WORK INSTRUCTION:
Write the records out exactly as shown. No pictures.

EXERCISE MATERIALS:
┄┄┄┄┄┄
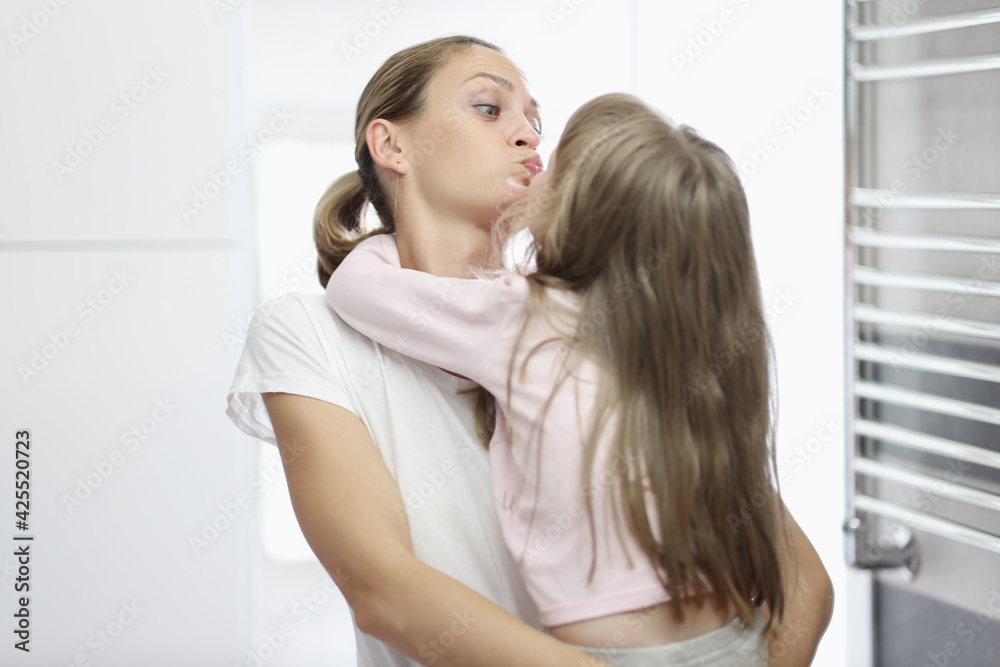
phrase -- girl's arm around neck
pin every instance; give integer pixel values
(446, 322)
(345, 498)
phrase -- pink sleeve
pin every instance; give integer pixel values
(447, 322)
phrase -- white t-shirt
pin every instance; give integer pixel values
(422, 426)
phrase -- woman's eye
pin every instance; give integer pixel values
(495, 109)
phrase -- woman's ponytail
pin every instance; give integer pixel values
(338, 223)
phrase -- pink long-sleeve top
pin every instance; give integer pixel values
(469, 327)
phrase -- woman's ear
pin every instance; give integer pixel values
(385, 140)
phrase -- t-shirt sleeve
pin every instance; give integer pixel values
(446, 322)
(285, 351)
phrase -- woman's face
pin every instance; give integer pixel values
(475, 146)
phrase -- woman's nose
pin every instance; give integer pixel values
(526, 135)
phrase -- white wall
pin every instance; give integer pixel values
(173, 332)
(126, 306)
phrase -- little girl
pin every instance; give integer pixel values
(631, 461)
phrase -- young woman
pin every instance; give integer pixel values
(385, 472)
(621, 482)
(386, 475)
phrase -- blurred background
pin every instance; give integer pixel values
(160, 164)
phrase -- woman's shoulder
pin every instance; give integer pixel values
(296, 320)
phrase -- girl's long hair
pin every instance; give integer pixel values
(648, 222)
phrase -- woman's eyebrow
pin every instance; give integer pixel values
(502, 82)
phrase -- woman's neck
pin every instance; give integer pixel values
(443, 249)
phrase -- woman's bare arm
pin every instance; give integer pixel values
(808, 604)
(345, 498)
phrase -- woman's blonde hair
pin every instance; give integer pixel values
(649, 223)
(397, 92)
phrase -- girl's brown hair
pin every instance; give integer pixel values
(649, 223)
(397, 92)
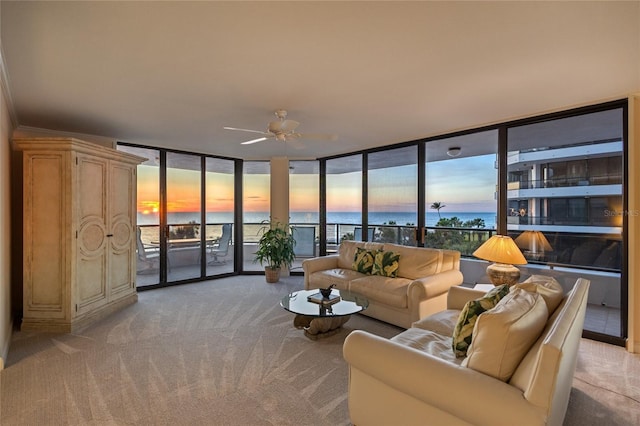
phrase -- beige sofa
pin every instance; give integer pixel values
(420, 288)
(412, 379)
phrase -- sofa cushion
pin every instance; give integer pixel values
(417, 262)
(347, 251)
(463, 330)
(503, 335)
(384, 290)
(547, 287)
(338, 276)
(363, 260)
(442, 322)
(428, 341)
(385, 263)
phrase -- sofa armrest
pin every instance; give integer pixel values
(459, 296)
(434, 285)
(322, 263)
(436, 384)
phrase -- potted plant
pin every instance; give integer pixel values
┄┄┄┄┄┄
FINISHED EXERCISE:
phrase -- girl's arm around neck
pin every instance; give integer pixel values
(446, 322)
(345, 498)
phrase -- pink sleeve
pin every instance; give integer pixel values
(447, 322)
phrase -- white t-shirt
pin every instance; give integer pixel values
(422, 426)
phrase -- woman's eye
pin every instance; give integer pixel values
(495, 109)
phrase -- woman's ponytail
pin every instance; give integer pixel values
(338, 223)
phrase -- pink long-sleeve top
pin every instance; give integer pixel values
(469, 327)
phrase -- woman's ear
pin every instance; give integer pixel values
(385, 140)
phrase -- t-shirt sleeve
pin every instance; give integer pixel values
(446, 322)
(285, 351)
phrase -- woman's face
pin every instance; give integer pixel values
(475, 146)
phrase -- woman's nose
pin every instance; give integer pixel values
(526, 135)
phrase -- white wall
pin every instance; give integer pixel values
(173, 332)
(126, 306)
phrase -- little girl
pin every instance; give integer pixel values
(631, 461)
phrase -- young woman
pin every instance; give integer pixel values
(385, 472)
(621, 482)
(386, 475)
phrase -- blurred background
pin every instance; give integer pixel values
(160, 164)
phrase -- woman's shoulder
pin every instance; give integer pixel values
(296, 320)
phrase -- girl's long hair
pin every instance; give integer pixel values
(648, 222)
phrase -- woman's eyebrow
pin every instance; give integer pixel values
(502, 82)
phrase -- woman's neck
pin every instance; give integer pixel values
(443, 249)
phrase -- woman's bare arm
pin every instance; give integer pixel values
(808, 604)
(345, 498)
phrase -- woman's blonde hair
pin every instance; give integer pixel values
(649, 223)
(397, 92)
phrase -- girl's brown hair
pin every instance; give integer pixel values
(649, 223)
(397, 92)
phrase -- beige sofa
pin every instance; give integer pixel values
(420, 288)
(412, 379)
phrase -- sofa cushion
pin every instance; give integer pixel values
(417, 262)
(347, 251)
(463, 330)
(503, 335)
(384, 290)
(547, 287)
(338, 276)
(363, 260)
(442, 322)
(428, 341)
(385, 263)
phrase -- sofa armrest
pin every instance; give integer pixel values
(459, 296)
(434, 285)
(322, 263)
(436, 384)
phrase -- potted plant
pin every instance; give integer pixel values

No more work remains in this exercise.